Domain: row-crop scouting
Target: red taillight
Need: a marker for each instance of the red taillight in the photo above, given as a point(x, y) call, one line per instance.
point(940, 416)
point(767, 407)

■ ■ ■

# DIRECTIONS:
Could you write out every entry above exactly as it appears?

# ANSWER SPACE:
Domain: row-crop scouting
Target: red taillight
Need: a marker for each instance of the red taillight in the photo above, given as a point(x, y) call, one line per instance.
point(940, 416)
point(767, 407)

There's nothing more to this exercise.